Text to read |

ABUSE & VIOLENCE IN THE CHURCH, Abuse Systems and Transformation Tools, Beaverton Grace Bible Church, Blog Series - Spiritual Abuse in the Church: A Guide to Recognition and Recovery, Chuck O'Neal, Leaving the Church, Spiritual Abuse, Spiritual Authority

Spiritual Abuse: How Unsanctioned Friendships Can Enable People to Leave High-Controlling Churches

Kathi and I attended the Spiritual Abuse Forum for Education (SAFE) meeting last Friday in Portland. This is a group that SSB friend and spiritual abuse expert/survivor, Pastor Ken Garrett hosts in a community room at a local restaurant/pub. (If you are ever in Portland, you are welcome to attend. It’s at McMenamins Kennedy School, in a very cool non-churchy environment. Kathi and I even had wine while at the meeting!)

In the meeting, Ken was discussing why people leave high-controlling groups (churches or cults). One reason he mentioned was “unsanctioned friendships.” Those who have read my story know that I have discussed this, but didn’t use that label.

Ken described unsanctioned friendships in his dissertation:

Abusive churches know that genuine friendship between members and non-members present a threat to the church’s control over its members, so such friendships are discouraged. Friendship with outsiders presents the possibility of second opinions, other voices, and input that has not been filtered by the dogma of the abusive church.


“Spiritual Abuse in the Church: A Guide to Recognition and Recovery” by Kenneth J. Garrett



Cult leaders are smart. They understand that relationships can be influential, that’s why they try to make it so that you do not have meaningful relationships outside the group – after all, they cannot control what outsiders say and do. They can only control you!


Photo by Ulrike Hu00e4u00dfler on Pexels.com

I was in my high-controlling church for only two years, but I experienced unsanctioned relationships. Do you know what the strange thing is? This topic was never discussed out loud. No one ever told me I could not meet with friends from my prior church. No one told me I couldn’t meet with my girlfriends and knit, but I sure sensed that I was doing something wrong. I later found out from our friend who was on staff at Beaverton Grace Bible Church (BGBC) that my ex-pastor, Chuck O’Neal, was not happy to find out that I was regularly meeting with my friends. Can you believe that Chuck actually told him he didn’t like me knitting with my friends!

Data entries |
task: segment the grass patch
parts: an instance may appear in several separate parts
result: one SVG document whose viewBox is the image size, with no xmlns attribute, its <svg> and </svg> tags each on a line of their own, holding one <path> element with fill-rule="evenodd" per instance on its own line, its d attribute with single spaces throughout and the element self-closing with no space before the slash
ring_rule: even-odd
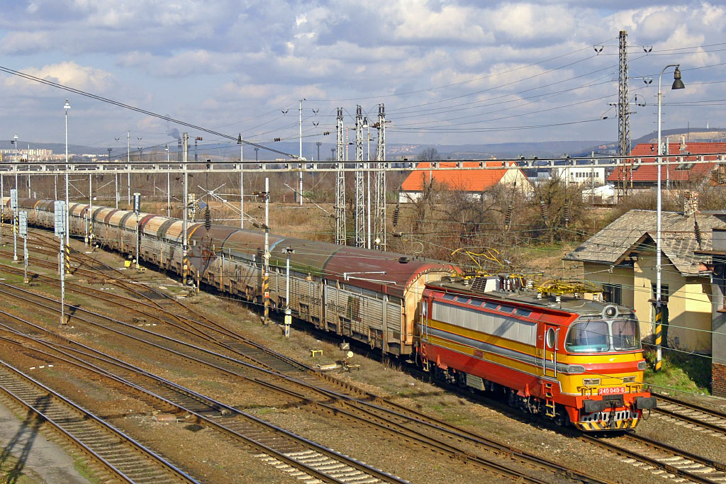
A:
<svg viewBox="0 0 726 484">
<path fill-rule="evenodd" d="M 94 475 L 94 473 L 89 469 L 84 456 L 79 456 L 73 459 L 73 467 L 78 472 L 78 474 L 88 479 L 93 484 L 100 484 L 101 480 Z"/>
<path fill-rule="evenodd" d="M 644 354 L 648 363 L 644 379 L 656 391 L 669 388 L 711 394 L 711 358 L 699 355 L 670 353 L 664 349 L 663 366 L 660 372 L 656 372 L 653 369 L 656 352 L 645 351 Z"/>
</svg>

Aim | List every topic label in the first line of the post on unsanctioned friendships. The listing shown after the post comes from another source.

Written answer |
- ABUSE & VIOLENCE IN THE CHURCH
- Abuse Systems and Transformation Tools
- Beaverton Grace Bible Church
- Blog Series - Spiritual Abuse in the Church: A Guide to Recognition and Recovery
- Chuck O'Neal
- Leaving the Church
- Spiritual Abuse
- Spiritual Authority